* Ejercicio *
Localiza en los datos siguientes cada línea que contenga la palabra "deer" y cópiala tal cual, por favor.

* Datos para procesar *
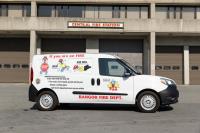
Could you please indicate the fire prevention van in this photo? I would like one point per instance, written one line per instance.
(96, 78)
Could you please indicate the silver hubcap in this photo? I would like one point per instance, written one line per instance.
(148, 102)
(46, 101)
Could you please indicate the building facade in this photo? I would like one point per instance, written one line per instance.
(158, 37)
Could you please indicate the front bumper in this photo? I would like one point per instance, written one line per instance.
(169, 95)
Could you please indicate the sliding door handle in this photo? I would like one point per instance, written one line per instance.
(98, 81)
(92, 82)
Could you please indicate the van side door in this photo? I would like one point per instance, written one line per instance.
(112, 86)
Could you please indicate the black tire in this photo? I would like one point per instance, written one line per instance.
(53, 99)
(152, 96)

* * *

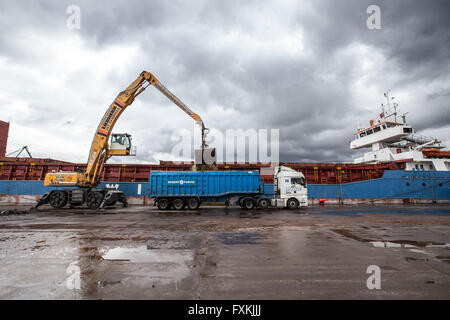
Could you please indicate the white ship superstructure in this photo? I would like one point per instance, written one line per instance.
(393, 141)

---

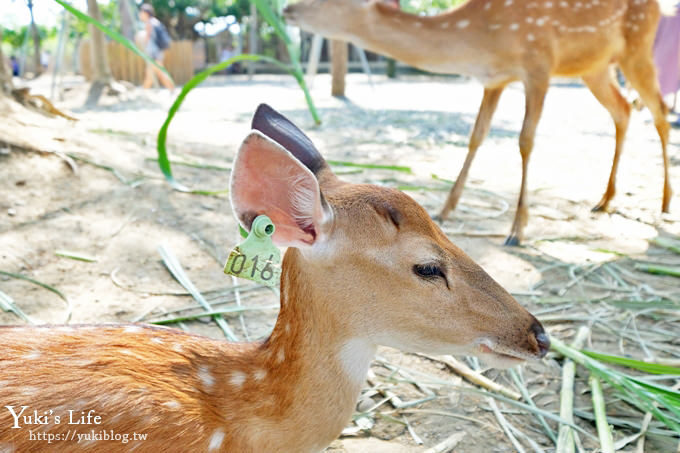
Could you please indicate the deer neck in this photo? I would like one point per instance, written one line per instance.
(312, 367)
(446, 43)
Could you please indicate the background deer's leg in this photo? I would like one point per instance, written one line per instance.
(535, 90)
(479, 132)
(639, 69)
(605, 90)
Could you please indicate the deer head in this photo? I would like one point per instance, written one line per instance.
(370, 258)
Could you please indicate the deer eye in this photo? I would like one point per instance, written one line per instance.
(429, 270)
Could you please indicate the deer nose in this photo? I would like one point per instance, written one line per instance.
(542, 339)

* Resultado del ejercicio *
Could you please indicate the deer neck in this photo? I would like one point per instance, written one line per instance.
Could you please indicate the background deer's leg in this photo? I would like one point per instance, written one line per instance.
Could you please indicate the deer head in this photo? I would like one point per instance, written one line per instance.
Could you please indicate the deer eye in this photo? I would like one point per instance, written one line per instance.
Could you please indicate the deer nose in this photo? I would like one point per instance, written one line per instance.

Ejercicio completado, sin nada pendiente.